WRITTEN INSTRUCTION:
Reproduce all records verbatim.

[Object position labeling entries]
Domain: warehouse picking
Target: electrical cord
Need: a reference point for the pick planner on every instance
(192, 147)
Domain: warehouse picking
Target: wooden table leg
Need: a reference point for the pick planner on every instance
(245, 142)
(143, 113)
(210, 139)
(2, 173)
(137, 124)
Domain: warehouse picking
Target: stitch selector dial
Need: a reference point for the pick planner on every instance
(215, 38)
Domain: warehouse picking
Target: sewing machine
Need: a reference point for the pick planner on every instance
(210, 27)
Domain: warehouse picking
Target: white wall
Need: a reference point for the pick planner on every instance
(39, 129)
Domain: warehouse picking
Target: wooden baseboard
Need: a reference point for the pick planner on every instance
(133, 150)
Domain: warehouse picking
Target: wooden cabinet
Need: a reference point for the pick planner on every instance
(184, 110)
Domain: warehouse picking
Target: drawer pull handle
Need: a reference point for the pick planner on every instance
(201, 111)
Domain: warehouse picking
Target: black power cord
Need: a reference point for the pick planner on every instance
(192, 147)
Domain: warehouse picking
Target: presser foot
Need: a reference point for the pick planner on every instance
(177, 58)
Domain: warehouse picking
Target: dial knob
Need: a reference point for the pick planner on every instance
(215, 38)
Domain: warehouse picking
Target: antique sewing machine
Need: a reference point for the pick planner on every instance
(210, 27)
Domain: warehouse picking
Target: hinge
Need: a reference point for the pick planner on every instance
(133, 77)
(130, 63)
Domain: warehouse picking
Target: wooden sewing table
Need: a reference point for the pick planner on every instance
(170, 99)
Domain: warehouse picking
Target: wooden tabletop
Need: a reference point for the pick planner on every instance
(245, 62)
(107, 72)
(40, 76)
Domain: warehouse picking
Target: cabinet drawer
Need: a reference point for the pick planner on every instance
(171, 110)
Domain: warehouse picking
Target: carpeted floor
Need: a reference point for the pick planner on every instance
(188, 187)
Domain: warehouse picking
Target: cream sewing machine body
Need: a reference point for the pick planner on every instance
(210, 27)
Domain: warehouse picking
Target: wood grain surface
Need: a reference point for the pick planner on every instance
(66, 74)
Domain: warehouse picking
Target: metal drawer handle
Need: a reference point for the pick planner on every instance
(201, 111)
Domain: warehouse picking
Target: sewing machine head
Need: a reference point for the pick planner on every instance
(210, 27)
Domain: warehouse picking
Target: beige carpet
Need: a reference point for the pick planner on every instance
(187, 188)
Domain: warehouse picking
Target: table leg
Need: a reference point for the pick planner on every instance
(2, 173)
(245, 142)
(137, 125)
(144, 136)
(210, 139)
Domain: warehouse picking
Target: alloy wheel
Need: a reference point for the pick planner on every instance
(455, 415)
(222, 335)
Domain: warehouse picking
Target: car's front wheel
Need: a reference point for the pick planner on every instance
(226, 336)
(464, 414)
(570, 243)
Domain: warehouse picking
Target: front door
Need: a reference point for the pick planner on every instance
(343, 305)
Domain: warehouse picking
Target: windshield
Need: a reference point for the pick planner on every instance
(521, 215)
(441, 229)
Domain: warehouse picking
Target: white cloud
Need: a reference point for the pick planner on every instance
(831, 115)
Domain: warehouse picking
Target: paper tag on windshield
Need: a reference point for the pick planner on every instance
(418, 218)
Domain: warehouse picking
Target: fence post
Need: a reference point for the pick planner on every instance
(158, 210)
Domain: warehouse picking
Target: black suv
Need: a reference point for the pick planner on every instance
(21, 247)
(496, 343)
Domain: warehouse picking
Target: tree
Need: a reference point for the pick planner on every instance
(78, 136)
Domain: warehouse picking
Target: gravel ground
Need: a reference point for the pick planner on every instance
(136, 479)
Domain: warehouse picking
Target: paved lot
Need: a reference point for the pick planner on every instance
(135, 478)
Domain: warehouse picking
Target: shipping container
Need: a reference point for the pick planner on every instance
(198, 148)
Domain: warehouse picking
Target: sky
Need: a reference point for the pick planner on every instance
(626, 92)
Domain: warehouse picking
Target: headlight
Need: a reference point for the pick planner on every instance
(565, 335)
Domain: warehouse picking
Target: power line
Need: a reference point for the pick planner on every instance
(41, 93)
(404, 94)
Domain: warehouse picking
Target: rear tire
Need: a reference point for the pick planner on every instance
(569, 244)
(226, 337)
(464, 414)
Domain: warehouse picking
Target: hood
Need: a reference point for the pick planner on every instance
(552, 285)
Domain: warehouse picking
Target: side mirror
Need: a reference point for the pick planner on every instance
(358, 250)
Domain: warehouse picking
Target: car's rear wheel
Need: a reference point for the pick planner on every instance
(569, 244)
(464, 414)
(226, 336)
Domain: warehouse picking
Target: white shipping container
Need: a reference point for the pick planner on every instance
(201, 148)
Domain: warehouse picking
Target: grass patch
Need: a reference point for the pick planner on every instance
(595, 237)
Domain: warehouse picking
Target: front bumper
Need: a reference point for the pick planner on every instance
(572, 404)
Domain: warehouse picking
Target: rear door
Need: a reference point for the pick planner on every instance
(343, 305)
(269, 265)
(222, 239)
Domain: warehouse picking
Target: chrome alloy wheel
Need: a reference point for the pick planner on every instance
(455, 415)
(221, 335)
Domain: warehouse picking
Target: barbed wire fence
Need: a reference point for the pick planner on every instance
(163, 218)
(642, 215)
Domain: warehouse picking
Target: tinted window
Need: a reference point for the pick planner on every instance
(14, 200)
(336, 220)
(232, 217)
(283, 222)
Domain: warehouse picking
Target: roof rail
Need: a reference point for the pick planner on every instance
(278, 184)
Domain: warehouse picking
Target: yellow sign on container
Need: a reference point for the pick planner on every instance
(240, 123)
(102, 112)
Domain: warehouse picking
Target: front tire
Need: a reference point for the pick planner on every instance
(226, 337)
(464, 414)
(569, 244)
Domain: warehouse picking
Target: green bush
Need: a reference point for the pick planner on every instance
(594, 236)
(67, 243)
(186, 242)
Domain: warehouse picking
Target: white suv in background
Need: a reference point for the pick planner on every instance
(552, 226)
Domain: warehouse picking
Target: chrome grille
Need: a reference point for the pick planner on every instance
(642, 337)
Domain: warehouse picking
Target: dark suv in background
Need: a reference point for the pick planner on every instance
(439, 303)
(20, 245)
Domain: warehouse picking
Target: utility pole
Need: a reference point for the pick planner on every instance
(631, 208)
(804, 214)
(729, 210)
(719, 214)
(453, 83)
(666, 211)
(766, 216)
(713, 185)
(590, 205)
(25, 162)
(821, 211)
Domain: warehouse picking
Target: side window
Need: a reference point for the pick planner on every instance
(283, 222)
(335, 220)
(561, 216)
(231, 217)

THE RESPONSE:
Domain: warehouse picking
Target: electrical cord
Need: a reference point for the pick planner on every instance
(192, 147)
Domain: warehouse picking
Target: wooden table leg
Need: a reference point for the pick planner on every instance
(245, 142)
(143, 113)
(210, 139)
(2, 173)
(137, 124)
Domain: warehouse picking
Target: stitch selector dial
Need: a reference point for the pick planner on every instance
(215, 38)
Domain: warehouse picking
Target: sewing machine
Need: a reference point for the pick planner on every instance
(210, 27)
Domain: warehouse picking
Target: white wall
Need: a reference point for the pick planner on every instance
(39, 129)
Domain: warehouse picking
Target: wooden baseboard
Need: a reference point for the pick planner on every instance
(133, 150)
Domain: warehouse picking
Target: wooden cabinet
Need: a reference point for the pick planner on every instance
(184, 110)
Domain: warehouse picking
Target: drawer pull handle
Need: a reference point for the pick planner on every instance
(201, 111)
Domain: warehouse picking
Target: black power cord
Need: a reference point for the pick planner on every instance
(192, 147)
Domain: warehouse picking
Target: presser foot
Need: a reference point for the pick planner on every instance
(177, 58)
Domain: warehouse picking
Target: dial knob
Need: a reference point for the pick planner on every instance
(215, 38)
Domain: warehouse picking
Target: antique sewing machine
Need: a reference point for the pick planner on every instance
(210, 27)
Domain: warehouse picking
Target: hinge
Need: a reference point for the pick planner on every instance
(133, 77)
(130, 63)
Domain: warehouse picking
Target: wooden sewing table
Need: a reference point for the pick planner on every instance
(170, 99)
Domain: warehouse picking
Target: wooden tabletop
Need: a reference point for the pick planner on every instance
(245, 62)
(107, 72)
(40, 76)
Domain: warehouse picking
Target: cabinet drawer
Need: a reference point for the pick planner on every instance
(171, 110)
Domain: warehouse picking
Target: carpeted floor
Need: a reference point for the pick planner on every instance
(188, 187)
Domain: warehouse picking
Target: cream sewing machine body
Need: a reference point for the pick planner on every instance
(210, 27)
Domain: warehouse picking
Target: wood grain surface
Need: a reference point for the pick planner on every instance
(66, 74)
Domain: warehouse picking
Target: metal drawer handle
Need: a reference point for the pick planner on every instance
(201, 111)
Domain: warehouse picking
Target: sewing machine head
Need: a reference point for the pick planner on every instance
(210, 27)
Domain: warehouse picking
Target: beige carpet
Need: a reference point for the pick planner on every instance
(187, 188)
Domain: warehouse picking
Target: table leg
Need: a reference point for the pick planner on every instance
(2, 173)
(245, 142)
(137, 125)
(144, 136)
(210, 139)
Domain: warehouse picking
Target: alloy wheel
Need: a reference point for the pick planner on every instance
(455, 415)
(222, 335)
Domain: warehouse picking
Target: car's front wheel
Need: a reference point for the pick planner on every instance
(226, 336)
(464, 414)
(570, 243)
Domain: warehouse picking
Target: front door
Need: a reference point for the pick planner on every instance
(343, 305)
Domain: warehouse picking
Target: windshield
Need: a reference point for the pick planner on every instance
(521, 215)
(441, 229)
Domain: warehouse picking
Target: white cloud
Need: a reference point for the pick planner on every instance
(831, 115)
Domain: warehouse picking
Target: paper tag on windshield
Need: a reference point for the pick planner on every instance
(418, 218)
Domain: warehouse picking
Target: fence post
Need: a reference point for the pick planner on every instance
(158, 210)
Domain: warehouse picking
Target: black suv
Need: a reference point for the pick planner on every instance
(21, 247)
(496, 343)
Domain: warehouse picking
Target: tree
Need: a reference point for the pick planner on every instance
(78, 136)
Domain: warehouse picking
Target: gravel ground
Need: a reference point for the pick planner on every instance
(136, 479)
Domain: warehouse picking
Target: paved lot
Need: a reference point for the pick planner on every instance
(135, 478)
Domain: warehouse picking
Target: shipping container
Need: a reference point for the pick planner on every instance
(198, 148)
Domain: warehouse picking
Target: sky
Need: a reference point for the pick planner on every instance
(626, 92)
Domain: warehouse picking
Target: headlight
Need: a reference point for the pick planner on every instance
(565, 335)
Domain: warehouse picking
Target: power line
Need: a reference point for the pick planner on every instance
(41, 93)
(404, 94)
Domain: warehouse picking
Target: rear tire
Need: a reference point for the pick planner on every instance
(569, 244)
(226, 337)
(464, 414)
Domain: warehouse picking
Target: hood
Need: a reference point for the pick planner on every instance
(552, 285)
Domain: warehouse picking
Target: side mirror
Need: a reference point for the pick planner on every instance
(358, 250)
Domain: warehouse picking
Target: car's rear wheel
Need: a reference point for the pick planner on every instance
(569, 244)
(464, 414)
(226, 336)
Domain: warehouse picking
Target: white shipping container
Need: a reference point for the pick planner on every instance
(201, 148)
Domain: warehouse picking
Target: grass patch
Need: a reference point for the pick planner on every instance
(595, 237)
Domain: warehouse picking
Target: front bumper
Need: a reference point for the pick planner on every instance
(572, 404)
Domain: warehouse picking
Target: rear door
Need: a reference point for the pick planner on every instance
(343, 305)
(269, 265)
(222, 239)
Domain: warehouse picking
Target: chrome alloy wheel
Need: a reference point for the pick planner on every instance
(455, 415)
(221, 335)
Domain: warehouse picking
Target: barbed wire fence
Need: a reference point for the pick planner on every instance
(163, 218)
(642, 215)
Domain: warehouse picking
Target: tinted window
Need: a reference point for the pick planner on every instance
(14, 200)
(336, 220)
(232, 217)
(283, 222)
Domain: warehouse picking
Target: roof rail
Need: a reference point for the pick planner on every instance
(278, 184)
Domain: warehouse picking
Target: yellow sign on container
Need: a reference point for the pick planner on every instance
(240, 123)
(102, 112)
Domain: warehouse picking
Target: front tire
Need: a reference point for the pick planner on every instance
(226, 337)
(464, 414)
(569, 244)
Domain: warehouse picking
Target: green bush
Need: a reference point for the pick planner on every instance
(594, 236)
(67, 243)
(186, 242)
Domain: warehouse picking
Target: white suv in background
Need: a reference point for the pick planner on every instance
(552, 226)
Domain: warehouse picking
Target: chrome grille
Need: a reference point for the pick planner on every instance
(642, 337)
Domain: warehouse picking
Target: dark suv in background
Need: a reference point for the pick planner on every instance
(439, 303)
(20, 245)
Domain: warehouse picking
Target: utility pole
Need: a reference point for the pick planner on every instance
(631, 208)
(804, 214)
(729, 210)
(719, 214)
(453, 83)
(666, 211)
(766, 216)
(713, 185)
(590, 205)
(25, 162)
(821, 211)
Domain: warehouse picking
Target: side window
Need: a reference point for the pick planner on every instance
(283, 222)
(335, 220)
(561, 216)
(231, 217)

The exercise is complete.